Extracts from a box-labeled dataset
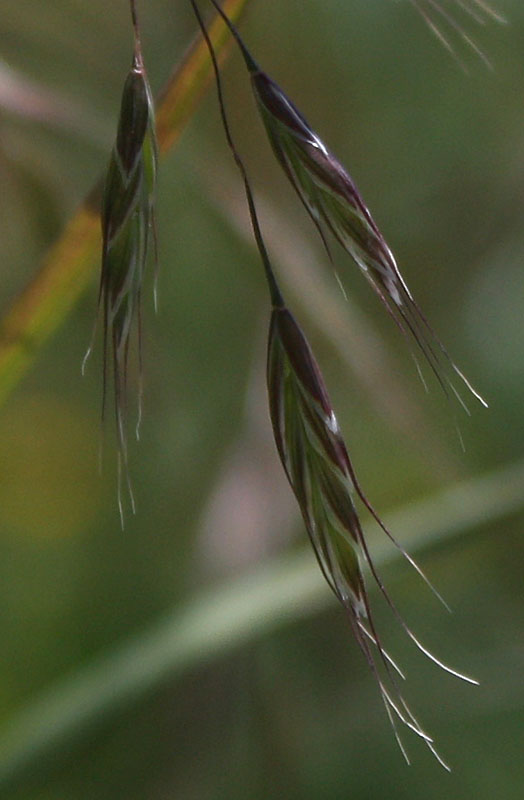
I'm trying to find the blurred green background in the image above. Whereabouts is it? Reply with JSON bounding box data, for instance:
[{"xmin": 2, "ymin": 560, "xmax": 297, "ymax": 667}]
[{"xmin": 0, "ymin": 0, "xmax": 524, "ymax": 800}]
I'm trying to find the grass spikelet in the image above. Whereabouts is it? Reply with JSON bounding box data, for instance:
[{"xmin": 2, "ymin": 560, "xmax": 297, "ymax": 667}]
[
  {"xmin": 190, "ymin": 0, "xmax": 476, "ymax": 770},
  {"xmin": 84, "ymin": 2, "xmax": 157, "ymax": 525},
  {"xmin": 267, "ymin": 306, "xmax": 476, "ymax": 768},
  {"xmin": 202, "ymin": 0, "xmax": 487, "ymax": 413}
]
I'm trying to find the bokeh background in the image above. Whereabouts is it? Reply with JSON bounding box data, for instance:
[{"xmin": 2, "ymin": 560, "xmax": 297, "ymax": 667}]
[{"xmin": 0, "ymin": 0, "xmax": 524, "ymax": 800}]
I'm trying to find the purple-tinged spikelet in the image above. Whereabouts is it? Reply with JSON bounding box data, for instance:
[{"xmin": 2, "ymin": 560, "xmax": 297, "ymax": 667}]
[
  {"xmin": 190, "ymin": 0, "xmax": 476, "ymax": 769},
  {"xmin": 267, "ymin": 305, "xmax": 476, "ymax": 767},
  {"xmin": 205, "ymin": 0, "xmax": 487, "ymax": 413},
  {"xmin": 84, "ymin": 6, "xmax": 158, "ymax": 523}
]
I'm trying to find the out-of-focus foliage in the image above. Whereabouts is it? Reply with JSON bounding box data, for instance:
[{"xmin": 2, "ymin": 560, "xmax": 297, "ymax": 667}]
[{"xmin": 0, "ymin": 0, "xmax": 524, "ymax": 800}]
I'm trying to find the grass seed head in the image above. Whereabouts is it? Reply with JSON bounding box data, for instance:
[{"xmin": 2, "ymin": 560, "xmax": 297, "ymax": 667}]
[
  {"xmin": 88, "ymin": 43, "xmax": 158, "ymax": 521},
  {"xmin": 248, "ymin": 62, "xmax": 486, "ymax": 413}
]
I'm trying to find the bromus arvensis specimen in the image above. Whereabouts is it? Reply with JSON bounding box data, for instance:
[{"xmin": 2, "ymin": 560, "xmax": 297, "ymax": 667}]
[
  {"xmin": 190, "ymin": 0, "xmax": 477, "ymax": 770},
  {"xmin": 84, "ymin": 0, "xmax": 157, "ymax": 525},
  {"xmin": 205, "ymin": 0, "xmax": 487, "ymax": 422}
]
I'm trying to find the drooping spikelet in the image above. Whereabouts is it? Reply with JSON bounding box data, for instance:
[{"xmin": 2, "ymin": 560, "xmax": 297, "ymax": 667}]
[
  {"xmin": 410, "ymin": 0, "xmax": 506, "ymax": 68},
  {"xmin": 86, "ymin": 6, "xmax": 157, "ymax": 520},
  {"xmin": 190, "ymin": 0, "xmax": 476, "ymax": 769},
  {"xmin": 205, "ymin": 0, "xmax": 487, "ymax": 411},
  {"xmin": 267, "ymin": 305, "xmax": 476, "ymax": 768}
]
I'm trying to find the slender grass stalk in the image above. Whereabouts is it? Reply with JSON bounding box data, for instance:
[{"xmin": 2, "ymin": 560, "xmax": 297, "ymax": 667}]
[
  {"xmin": 206, "ymin": 0, "xmax": 487, "ymax": 414},
  {"xmin": 0, "ymin": 0, "xmax": 252, "ymax": 410},
  {"xmin": 190, "ymin": 0, "xmax": 484, "ymax": 770}
]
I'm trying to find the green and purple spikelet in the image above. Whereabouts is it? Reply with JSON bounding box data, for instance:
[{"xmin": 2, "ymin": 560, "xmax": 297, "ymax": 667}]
[
  {"xmin": 267, "ymin": 298, "xmax": 476, "ymax": 769},
  {"xmin": 207, "ymin": 0, "xmax": 487, "ymax": 413},
  {"xmin": 190, "ymin": 0, "xmax": 476, "ymax": 769},
  {"xmin": 88, "ymin": 29, "xmax": 158, "ymax": 521}
]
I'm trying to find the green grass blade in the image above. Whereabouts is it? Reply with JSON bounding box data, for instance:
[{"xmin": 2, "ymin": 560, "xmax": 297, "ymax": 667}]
[{"xmin": 0, "ymin": 461, "xmax": 524, "ymax": 790}]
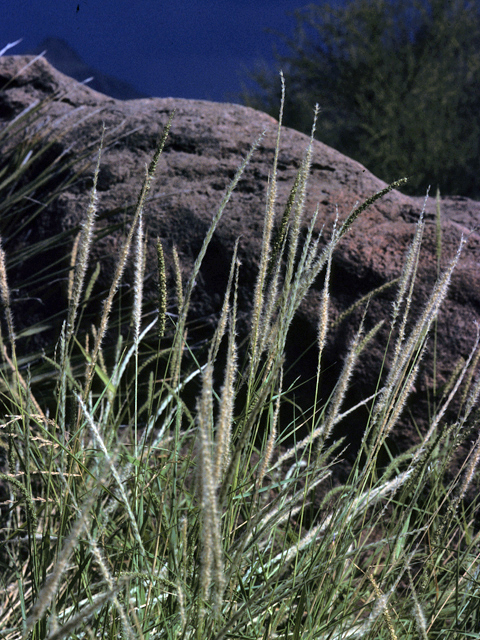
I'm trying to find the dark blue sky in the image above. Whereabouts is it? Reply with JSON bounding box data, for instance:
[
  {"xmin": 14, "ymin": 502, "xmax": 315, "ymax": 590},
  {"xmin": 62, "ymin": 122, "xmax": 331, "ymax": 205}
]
[{"xmin": 0, "ymin": 0, "xmax": 326, "ymax": 101}]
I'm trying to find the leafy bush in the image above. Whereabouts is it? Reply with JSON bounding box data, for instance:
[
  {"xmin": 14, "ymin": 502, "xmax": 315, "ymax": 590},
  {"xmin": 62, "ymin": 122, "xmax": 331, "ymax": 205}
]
[
  {"xmin": 242, "ymin": 0, "xmax": 480, "ymax": 197},
  {"xmin": 0, "ymin": 72, "xmax": 480, "ymax": 640}
]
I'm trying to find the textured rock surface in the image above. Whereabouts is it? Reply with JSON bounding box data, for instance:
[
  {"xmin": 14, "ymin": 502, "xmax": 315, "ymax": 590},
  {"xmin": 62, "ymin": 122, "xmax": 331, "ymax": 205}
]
[{"xmin": 0, "ymin": 56, "xmax": 480, "ymax": 462}]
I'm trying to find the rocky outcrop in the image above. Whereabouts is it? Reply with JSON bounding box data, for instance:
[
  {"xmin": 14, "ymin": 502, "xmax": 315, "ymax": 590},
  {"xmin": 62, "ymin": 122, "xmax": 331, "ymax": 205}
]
[{"xmin": 0, "ymin": 56, "xmax": 480, "ymax": 458}]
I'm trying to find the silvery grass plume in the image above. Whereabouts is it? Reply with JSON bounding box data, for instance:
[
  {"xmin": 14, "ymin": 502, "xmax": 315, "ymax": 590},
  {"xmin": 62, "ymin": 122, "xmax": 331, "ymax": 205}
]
[{"xmin": 83, "ymin": 112, "xmax": 175, "ymax": 400}]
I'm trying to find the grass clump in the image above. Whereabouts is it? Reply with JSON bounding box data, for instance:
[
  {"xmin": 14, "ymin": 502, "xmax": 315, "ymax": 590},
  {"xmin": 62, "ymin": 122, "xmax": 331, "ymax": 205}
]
[{"xmin": 0, "ymin": 77, "xmax": 480, "ymax": 640}]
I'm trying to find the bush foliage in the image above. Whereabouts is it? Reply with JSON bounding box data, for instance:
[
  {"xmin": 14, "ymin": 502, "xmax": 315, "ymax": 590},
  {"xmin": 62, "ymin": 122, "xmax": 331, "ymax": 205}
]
[{"xmin": 242, "ymin": 0, "xmax": 480, "ymax": 197}]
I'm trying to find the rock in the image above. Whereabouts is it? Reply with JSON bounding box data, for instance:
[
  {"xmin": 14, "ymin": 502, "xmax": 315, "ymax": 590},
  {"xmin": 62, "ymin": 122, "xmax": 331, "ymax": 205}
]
[{"xmin": 0, "ymin": 56, "xmax": 480, "ymax": 464}]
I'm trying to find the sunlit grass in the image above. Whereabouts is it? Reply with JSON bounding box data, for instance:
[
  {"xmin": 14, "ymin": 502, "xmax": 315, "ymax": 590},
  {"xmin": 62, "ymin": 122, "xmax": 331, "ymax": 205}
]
[{"xmin": 0, "ymin": 66, "xmax": 480, "ymax": 640}]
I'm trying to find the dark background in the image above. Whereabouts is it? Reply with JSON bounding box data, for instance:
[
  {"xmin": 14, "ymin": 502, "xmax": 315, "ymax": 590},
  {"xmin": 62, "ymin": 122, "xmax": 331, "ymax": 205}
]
[{"xmin": 0, "ymin": 0, "xmax": 318, "ymax": 101}]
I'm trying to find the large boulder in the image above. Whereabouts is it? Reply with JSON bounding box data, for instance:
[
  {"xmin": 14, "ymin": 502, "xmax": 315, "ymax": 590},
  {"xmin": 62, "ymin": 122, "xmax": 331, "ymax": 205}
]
[{"xmin": 0, "ymin": 56, "xmax": 480, "ymax": 460}]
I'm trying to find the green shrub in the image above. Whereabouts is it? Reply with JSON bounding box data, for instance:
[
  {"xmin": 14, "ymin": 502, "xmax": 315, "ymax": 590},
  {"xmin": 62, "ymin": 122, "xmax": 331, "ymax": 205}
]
[{"xmin": 241, "ymin": 0, "xmax": 480, "ymax": 198}]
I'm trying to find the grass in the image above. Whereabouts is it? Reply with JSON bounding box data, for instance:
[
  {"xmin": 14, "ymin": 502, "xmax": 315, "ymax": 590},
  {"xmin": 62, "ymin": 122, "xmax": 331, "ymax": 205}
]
[{"xmin": 0, "ymin": 67, "xmax": 480, "ymax": 640}]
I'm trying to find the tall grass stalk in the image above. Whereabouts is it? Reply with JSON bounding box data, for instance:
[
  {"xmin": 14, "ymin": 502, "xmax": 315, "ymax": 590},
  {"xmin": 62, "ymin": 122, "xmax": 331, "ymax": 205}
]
[{"xmin": 0, "ymin": 86, "xmax": 480, "ymax": 640}]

### TASK OBJECTIVE
Pick out each line in the items above that includes the word "stalk", and copy those lines in full.

### RESULT FOR THIS EXERCISE
I'm trying to find the slender grass stalk in the image above. Whereabouts is it? Reply with JSON bounding box data, for instance:
I'm trying to find the tall grass stalk in the image above. Whereabouts is it? Reply with JSON bounding box data, for instance:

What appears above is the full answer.